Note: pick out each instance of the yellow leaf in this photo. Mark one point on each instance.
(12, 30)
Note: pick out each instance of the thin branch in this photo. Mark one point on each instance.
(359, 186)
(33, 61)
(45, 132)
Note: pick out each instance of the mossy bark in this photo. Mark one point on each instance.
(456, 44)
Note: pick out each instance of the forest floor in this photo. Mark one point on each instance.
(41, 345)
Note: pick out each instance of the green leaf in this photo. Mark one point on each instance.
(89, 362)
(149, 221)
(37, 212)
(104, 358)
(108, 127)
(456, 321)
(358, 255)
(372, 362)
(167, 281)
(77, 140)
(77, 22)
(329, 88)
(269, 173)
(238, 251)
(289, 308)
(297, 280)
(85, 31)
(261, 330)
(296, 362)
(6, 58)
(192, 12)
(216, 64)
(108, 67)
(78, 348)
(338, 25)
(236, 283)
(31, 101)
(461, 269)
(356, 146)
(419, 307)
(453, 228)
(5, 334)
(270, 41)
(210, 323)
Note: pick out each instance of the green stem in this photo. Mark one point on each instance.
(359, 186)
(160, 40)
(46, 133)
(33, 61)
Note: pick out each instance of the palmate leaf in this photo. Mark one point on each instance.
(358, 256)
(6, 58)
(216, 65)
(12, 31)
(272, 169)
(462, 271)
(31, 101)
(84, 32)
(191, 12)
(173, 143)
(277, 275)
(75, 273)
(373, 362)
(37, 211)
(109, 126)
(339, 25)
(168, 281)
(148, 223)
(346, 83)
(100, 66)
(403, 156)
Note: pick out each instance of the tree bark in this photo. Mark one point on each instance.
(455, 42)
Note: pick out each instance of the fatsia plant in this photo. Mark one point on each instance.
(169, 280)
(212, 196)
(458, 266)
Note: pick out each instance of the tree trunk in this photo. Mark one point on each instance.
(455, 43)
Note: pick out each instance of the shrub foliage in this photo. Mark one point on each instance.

Do this:
Format every line of the items above as a Markdown table with two columns, Number and Text. Number the rows in order, and leave out blank lines.

Solved exercise:
| Number | Text |
|---|---|
| 1 | Note: pick out each instance of the yellow leaf in this photo. Mark one point on each instance. |
| 2 | (12, 30) |
| 3 | Note: pick out each instance of the thin branch in this photo. Mark one point on each instance. |
| 4 | (359, 186) |
| 5 | (33, 61) |
| 6 | (45, 132) |
| 7 | Note: pick out each instance of the mossy bark in this photo. Mark one point on each instance. |
| 8 | (456, 44) |
| 9 | Note: pick out each instance of the forest floor in this photo. Mark one point on each instance. |
| 10 | (41, 345) |
| 11 | Note: pick out each instance of the green leaf in this photo. Mark one point on each instance. |
| 12 | (89, 362) |
| 13 | (149, 221) |
| 14 | (37, 212) |
| 15 | (104, 358) |
| 16 | (108, 127) |
| 17 | (456, 321) |
| 18 | (358, 255) |
| 19 | (372, 362) |
| 20 | (167, 281) |
| 21 | (77, 140) |
| 22 | (77, 22) |
| 23 | (329, 88) |
| 24 | (269, 173) |
| 25 | (238, 251) |
| 26 | (289, 308) |
| 27 | (297, 280) |
| 28 | (85, 31) |
| 29 | (261, 330) |
| 30 | (296, 362) |
| 31 | (6, 58) |
| 32 | (192, 12) |
| 33 | (216, 64) |
| 34 | (108, 67) |
| 35 | (78, 348) |
| 36 | (338, 25) |
| 37 | (236, 283) |
| 38 | (31, 101) |
| 39 | (461, 269) |
| 40 | (356, 146) |
| 41 | (419, 307) |
| 42 | (453, 228) |
| 43 | (5, 334) |
| 44 | (270, 41) |
| 45 | (210, 323) |
| 46 | Note: pick out each instance of the green stem in this photo. Mark one point on each instance. |
| 47 | (359, 186) |
| 48 | (160, 40) |
| 49 | (46, 133) |
| 50 | (33, 61) |
| 51 | Note: pick out each instance of the palmate leaf in this photo. Mark one point on each instance. |
| 52 | (358, 256) |
| 53 | (6, 58) |
| 54 | (216, 65) |
| 55 | (12, 31) |
| 56 | (272, 169) |
| 57 | (462, 271) |
| 58 | (31, 101) |
| 59 | (84, 32) |
| 60 | (191, 12) |
| 61 | (173, 143) |
| 62 | (277, 275) |
| 63 | (75, 273) |
| 64 | (373, 362) |
| 65 | (37, 211) |
| 66 | (109, 126) |
| 67 | (339, 25) |
| 68 | (168, 281) |
| 69 | (148, 223) |
| 70 | (346, 83) |
| 71 | (100, 66) |
| 72 | (403, 156) |
| 73 | Note: pick out each instance of the tree bark in this photo. Mark one point on each instance. |
| 74 | (455, 42) |
| 75 | Note: pick out each instance of the fatsia plant in this photo. Mark one point on each instance. |
| 76 | (169, 280) |
| 77 | (212, 196) |
| 78 | (458, 266) |
| 79 | Note: pick out each instance of the tree trunk in this photo. Mark one point on each instance. |
| 80 | (455, 43) |
| 81 | Note: pick out each instance of the shrub foliage in this photo. Mark one point on each instance. |